PROVIDED INFORMATION ->

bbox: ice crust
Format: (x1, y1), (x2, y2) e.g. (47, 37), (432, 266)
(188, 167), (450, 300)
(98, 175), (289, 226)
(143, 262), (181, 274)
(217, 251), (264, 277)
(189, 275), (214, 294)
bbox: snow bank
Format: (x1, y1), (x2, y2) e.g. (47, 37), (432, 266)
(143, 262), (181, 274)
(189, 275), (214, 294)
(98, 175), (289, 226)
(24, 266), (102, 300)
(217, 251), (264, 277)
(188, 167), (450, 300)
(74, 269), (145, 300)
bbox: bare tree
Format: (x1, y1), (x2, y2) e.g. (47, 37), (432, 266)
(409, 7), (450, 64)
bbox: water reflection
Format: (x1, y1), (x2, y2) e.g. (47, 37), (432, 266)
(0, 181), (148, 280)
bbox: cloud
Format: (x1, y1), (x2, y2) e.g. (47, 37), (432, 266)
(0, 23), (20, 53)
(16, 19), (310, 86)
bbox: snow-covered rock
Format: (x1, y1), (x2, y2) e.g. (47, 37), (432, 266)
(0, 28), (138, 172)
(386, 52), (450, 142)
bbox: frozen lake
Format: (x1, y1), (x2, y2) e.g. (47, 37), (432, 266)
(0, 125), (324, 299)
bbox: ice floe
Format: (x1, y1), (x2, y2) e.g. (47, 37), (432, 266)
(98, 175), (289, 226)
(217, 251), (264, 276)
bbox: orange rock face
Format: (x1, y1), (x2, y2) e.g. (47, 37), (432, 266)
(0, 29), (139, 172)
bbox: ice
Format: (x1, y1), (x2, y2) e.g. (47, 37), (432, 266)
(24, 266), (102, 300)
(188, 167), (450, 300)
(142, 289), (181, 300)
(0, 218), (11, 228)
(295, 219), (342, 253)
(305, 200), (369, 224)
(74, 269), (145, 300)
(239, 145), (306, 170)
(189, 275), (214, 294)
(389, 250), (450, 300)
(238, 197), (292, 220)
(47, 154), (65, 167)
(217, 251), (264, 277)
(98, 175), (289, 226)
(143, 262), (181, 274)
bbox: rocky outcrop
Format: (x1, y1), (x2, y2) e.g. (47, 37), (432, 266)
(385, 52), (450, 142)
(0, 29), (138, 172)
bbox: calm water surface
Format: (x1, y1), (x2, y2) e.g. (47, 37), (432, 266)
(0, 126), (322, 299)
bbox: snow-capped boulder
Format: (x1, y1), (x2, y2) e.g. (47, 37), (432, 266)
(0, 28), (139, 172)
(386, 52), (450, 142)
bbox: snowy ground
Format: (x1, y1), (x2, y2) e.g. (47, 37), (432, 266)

---

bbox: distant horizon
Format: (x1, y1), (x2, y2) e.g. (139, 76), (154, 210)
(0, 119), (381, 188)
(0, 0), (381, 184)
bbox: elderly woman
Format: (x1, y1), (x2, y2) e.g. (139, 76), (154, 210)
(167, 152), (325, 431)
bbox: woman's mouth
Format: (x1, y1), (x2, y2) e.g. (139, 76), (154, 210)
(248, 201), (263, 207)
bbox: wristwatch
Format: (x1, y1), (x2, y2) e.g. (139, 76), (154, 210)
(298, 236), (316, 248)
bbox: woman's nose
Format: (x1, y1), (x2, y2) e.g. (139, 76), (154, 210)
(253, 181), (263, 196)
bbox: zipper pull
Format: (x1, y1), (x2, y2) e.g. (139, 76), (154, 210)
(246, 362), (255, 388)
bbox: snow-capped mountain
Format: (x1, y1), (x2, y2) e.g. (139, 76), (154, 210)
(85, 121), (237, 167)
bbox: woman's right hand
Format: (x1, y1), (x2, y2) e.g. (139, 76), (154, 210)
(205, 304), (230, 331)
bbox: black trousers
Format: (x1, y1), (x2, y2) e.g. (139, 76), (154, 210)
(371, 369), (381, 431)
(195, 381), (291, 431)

WHAT IS NEEDED -> Convert the part of the items above that opens with the line containing "bbox: frozen lake" and closes with the line containing "(217, 251), (264, 276)", both lines included, into a numbered list with blank lines omitted.

COMPLETED EXERCISE ->
1. bbox: frozen lake
2. Format: (x1, y1), (x2, y2) e.g. (47, 37), (432, 266)
3. (0, 125), (324, 299)
4. bbox: ice floe
5. Format: (x1, y1), (x2, y2) e.g. (47, 37), (432, 266)
6. (98, 175), (289, 226)
7. (217, 251), (264, 276)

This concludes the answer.